Problem to work on. Update the records from the first line through the line containing "point(240, 488)", inclusive, by replacing "asphalt road" with "paved road" and leaving everything else as it stands. Return only those lines.

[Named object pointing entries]
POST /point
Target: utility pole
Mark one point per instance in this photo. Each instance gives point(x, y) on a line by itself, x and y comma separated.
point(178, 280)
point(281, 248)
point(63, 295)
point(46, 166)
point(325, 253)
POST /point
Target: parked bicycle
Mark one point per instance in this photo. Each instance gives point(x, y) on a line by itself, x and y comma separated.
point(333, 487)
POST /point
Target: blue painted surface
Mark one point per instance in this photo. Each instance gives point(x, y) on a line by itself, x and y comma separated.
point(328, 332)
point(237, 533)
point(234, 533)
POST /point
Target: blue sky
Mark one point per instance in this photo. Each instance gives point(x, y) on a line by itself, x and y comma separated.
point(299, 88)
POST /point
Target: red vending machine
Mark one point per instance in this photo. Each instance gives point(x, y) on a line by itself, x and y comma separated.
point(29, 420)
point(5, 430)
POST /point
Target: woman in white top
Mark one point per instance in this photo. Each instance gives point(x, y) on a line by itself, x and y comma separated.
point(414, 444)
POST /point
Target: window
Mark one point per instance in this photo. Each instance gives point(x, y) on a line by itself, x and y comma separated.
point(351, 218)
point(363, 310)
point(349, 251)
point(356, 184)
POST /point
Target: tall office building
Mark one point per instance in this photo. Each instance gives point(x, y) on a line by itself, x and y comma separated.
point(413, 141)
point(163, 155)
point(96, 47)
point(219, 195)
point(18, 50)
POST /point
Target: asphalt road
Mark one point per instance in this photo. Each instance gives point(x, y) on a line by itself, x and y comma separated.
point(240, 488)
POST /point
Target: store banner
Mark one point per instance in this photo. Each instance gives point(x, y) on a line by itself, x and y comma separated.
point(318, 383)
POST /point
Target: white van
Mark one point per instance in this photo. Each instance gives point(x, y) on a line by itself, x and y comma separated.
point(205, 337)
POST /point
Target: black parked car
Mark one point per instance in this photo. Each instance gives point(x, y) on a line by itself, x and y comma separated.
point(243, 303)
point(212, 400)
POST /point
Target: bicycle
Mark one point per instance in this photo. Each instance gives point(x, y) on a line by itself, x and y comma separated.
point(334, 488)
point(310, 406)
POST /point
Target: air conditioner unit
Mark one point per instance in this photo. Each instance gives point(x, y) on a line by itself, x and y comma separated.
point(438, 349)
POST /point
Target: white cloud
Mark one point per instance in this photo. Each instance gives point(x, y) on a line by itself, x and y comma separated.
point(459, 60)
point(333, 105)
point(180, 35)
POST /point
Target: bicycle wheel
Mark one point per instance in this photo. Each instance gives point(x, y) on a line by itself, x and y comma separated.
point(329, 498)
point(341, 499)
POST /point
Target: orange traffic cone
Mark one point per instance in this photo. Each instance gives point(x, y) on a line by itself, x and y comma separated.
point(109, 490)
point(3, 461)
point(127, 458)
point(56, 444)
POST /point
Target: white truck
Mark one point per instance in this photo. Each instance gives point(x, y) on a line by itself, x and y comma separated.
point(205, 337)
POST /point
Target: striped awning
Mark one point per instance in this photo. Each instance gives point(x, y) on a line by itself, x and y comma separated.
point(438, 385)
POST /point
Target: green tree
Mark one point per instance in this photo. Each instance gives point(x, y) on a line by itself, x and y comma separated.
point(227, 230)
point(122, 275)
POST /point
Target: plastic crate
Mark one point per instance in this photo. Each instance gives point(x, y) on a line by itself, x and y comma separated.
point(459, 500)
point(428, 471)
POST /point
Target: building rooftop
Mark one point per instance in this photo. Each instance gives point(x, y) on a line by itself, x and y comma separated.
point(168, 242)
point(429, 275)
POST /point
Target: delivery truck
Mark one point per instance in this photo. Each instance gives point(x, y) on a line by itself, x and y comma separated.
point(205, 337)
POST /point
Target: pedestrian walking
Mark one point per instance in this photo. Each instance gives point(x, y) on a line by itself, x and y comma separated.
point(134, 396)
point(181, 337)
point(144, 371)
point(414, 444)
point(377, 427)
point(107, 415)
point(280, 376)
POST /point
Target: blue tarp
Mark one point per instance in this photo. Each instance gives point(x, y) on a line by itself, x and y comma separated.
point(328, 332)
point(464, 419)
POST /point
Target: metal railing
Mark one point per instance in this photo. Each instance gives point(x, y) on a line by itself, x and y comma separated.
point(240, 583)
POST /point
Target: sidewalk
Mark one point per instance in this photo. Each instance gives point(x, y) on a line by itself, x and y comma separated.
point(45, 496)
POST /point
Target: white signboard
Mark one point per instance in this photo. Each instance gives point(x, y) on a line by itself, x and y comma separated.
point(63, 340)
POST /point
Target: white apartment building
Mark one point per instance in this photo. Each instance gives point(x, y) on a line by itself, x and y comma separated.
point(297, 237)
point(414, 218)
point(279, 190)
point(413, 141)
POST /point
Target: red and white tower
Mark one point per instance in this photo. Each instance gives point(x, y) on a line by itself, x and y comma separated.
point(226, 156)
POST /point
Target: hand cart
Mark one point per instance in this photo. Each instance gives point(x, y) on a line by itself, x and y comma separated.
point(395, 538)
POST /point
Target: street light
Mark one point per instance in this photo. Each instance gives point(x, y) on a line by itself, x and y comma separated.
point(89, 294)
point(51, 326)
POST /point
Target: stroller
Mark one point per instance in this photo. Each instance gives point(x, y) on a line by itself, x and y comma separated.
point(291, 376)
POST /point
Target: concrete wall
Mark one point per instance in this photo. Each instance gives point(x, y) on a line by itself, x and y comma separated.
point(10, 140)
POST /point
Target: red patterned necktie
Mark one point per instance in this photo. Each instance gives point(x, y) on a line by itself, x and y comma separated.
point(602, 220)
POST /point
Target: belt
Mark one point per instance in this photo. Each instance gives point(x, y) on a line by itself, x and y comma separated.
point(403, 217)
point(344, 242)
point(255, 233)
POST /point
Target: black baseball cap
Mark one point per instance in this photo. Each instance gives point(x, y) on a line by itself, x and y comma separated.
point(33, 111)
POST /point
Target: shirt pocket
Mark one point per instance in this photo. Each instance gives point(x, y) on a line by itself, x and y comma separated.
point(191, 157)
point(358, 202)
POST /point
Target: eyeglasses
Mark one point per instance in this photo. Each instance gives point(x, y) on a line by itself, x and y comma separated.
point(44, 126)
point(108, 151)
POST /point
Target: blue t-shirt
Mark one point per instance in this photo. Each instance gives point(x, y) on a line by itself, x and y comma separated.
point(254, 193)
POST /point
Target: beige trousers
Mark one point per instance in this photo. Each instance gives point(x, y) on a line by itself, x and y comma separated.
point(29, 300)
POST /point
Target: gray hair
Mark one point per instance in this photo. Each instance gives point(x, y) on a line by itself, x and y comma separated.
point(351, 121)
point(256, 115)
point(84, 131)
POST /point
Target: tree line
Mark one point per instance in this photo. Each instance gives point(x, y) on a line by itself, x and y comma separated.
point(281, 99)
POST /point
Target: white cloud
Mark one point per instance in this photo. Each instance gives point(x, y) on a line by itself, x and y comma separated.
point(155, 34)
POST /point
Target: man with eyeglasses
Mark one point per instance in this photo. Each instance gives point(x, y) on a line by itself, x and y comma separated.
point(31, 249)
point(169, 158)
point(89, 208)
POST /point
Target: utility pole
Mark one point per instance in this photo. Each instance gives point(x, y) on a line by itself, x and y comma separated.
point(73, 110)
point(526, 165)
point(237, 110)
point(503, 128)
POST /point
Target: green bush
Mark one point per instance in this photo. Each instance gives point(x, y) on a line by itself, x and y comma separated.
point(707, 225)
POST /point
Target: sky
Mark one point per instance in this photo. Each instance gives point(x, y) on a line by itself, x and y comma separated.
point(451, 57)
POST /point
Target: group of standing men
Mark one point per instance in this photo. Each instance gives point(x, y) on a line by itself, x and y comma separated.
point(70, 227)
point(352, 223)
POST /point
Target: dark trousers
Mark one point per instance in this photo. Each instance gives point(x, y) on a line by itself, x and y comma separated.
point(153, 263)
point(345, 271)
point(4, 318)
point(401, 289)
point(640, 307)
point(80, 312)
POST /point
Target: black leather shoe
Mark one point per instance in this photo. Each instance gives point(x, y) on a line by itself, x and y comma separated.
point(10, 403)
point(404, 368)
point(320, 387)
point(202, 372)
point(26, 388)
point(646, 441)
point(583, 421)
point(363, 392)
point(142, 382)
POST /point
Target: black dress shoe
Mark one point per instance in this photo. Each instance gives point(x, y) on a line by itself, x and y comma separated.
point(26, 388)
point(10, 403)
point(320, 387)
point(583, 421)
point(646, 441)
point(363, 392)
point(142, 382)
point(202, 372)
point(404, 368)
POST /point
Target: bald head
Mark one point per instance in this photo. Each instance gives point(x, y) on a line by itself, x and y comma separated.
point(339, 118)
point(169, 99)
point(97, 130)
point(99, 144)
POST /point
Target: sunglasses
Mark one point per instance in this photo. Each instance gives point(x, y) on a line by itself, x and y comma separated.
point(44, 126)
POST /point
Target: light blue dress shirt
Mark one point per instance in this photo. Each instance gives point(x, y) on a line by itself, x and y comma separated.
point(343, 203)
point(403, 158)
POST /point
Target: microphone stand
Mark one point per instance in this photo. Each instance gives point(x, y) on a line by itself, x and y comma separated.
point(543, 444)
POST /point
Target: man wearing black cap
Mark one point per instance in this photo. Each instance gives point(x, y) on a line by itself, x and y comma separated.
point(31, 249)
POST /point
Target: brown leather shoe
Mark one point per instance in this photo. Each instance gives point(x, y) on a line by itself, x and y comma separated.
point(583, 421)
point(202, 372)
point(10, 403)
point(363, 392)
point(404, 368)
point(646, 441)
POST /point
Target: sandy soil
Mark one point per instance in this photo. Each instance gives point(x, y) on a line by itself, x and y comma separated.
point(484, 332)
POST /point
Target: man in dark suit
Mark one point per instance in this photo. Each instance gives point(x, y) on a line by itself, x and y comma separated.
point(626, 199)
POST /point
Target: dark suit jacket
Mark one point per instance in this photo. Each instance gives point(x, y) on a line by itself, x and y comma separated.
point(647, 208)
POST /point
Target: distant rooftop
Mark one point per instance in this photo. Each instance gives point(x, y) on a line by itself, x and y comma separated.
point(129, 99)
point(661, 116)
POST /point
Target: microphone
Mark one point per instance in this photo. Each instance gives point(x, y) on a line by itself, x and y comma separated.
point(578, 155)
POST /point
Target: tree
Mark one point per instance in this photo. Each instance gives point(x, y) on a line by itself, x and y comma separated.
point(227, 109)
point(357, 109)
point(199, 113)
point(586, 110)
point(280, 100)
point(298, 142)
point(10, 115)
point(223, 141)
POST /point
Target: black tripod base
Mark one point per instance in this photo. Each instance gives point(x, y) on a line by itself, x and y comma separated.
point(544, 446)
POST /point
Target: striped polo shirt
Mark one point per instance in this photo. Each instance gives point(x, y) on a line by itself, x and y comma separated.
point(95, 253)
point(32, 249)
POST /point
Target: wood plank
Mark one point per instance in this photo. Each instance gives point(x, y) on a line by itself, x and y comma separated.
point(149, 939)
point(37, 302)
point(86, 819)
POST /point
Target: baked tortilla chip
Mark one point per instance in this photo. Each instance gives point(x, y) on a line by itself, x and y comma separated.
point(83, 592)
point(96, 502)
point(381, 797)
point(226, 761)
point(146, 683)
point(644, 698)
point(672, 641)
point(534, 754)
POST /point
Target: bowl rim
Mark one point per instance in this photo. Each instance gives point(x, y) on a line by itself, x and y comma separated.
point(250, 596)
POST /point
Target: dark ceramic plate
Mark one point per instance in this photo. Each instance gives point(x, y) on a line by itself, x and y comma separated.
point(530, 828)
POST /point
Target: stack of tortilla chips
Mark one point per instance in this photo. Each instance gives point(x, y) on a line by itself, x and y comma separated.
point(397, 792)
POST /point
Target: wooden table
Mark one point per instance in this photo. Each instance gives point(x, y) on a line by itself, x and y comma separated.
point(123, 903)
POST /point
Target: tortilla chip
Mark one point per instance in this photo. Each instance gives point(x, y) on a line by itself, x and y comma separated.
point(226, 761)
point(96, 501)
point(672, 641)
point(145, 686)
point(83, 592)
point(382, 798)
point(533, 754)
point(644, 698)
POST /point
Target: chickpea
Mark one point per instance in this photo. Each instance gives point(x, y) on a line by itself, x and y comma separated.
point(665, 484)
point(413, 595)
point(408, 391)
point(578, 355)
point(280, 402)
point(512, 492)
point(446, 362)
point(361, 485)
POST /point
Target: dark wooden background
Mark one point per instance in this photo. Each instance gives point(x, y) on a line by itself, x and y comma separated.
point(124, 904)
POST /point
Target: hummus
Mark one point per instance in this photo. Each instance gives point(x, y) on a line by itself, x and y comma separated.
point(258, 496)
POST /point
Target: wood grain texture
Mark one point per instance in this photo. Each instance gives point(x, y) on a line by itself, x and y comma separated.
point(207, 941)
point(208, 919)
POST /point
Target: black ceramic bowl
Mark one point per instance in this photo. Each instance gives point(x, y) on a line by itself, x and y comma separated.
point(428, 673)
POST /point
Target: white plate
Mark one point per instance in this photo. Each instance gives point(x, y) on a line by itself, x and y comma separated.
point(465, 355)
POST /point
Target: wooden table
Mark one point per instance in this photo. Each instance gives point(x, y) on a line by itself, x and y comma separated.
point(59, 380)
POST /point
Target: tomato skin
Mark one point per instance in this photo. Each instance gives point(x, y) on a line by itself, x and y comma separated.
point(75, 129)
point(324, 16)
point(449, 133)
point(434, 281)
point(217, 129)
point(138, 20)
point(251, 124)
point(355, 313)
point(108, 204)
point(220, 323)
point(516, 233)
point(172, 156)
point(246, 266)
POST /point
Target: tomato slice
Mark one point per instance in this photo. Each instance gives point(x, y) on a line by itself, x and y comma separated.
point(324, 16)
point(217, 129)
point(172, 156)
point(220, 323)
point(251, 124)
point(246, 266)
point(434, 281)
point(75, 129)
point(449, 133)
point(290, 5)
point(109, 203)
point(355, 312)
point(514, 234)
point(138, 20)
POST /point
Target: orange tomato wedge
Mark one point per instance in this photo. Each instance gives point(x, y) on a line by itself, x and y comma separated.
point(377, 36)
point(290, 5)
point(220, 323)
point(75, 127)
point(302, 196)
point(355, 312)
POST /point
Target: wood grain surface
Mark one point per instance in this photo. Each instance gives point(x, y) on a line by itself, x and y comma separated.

Result for this task.
POST /point
Target: utility pole
Mark one point per instance in this photo. Each instance gives point(x, y) on a line by itself, x and y comma separated.
point(178, 280)
point(281, 248)
point(63, 295)
point(46, 166)
point(325, 253)
POST /point
Target: parked bicycle
Mark one point per instance in this photo. Each instance gives point(x, y) on a line by itself, x and y comma separated.
point(333, 487)
POST /point
Target: blue painted surface
Mark one point per instance in this photo. Each instance gives point(x, y) on a line by itself, x and y comma separated.
point(328, 332)
point(237, 533)
point(234, 533)
POST /point
Target: blue sky
Mark one point per instance in this photo. Each instance gives point(x, y) on a line by itself, x and y comma separated.
point(299, 88)
POST /point
Target: red vending machine
Mark one point per instance in this photo. Each instance gives point(x, y) on a line by itself, x and y comma separated.
point(29, 420)
point(5, 430)
POST /point
Target: woman in white top
Mark one point per instance in this photo. Each instance gives point(x, y) on a line by itself, x and y comma separated.
point(414, 444)
POST /point
Target: window
Mark one point per instance in this photo. Each instance gives point(x, y) on a line by itself, x and y comma separated.
point(351, 218)
point(363, 310)
point(349, 251)
point(356, 184)
POST /point
Target: tall office building
Mark one point per instance in this photo. Each instance gives point(x, y) on a line by itself, x and y comma separated.
point(413, 141)
point(163, 155)
point(96, 47)
point(219, 195)
point(18, 50)
POST /point
Target: paved road
Mark one point per instance in this photo. Each instance gives point(x, y) on a line by itself, x and y comma separated.
point(240, 488)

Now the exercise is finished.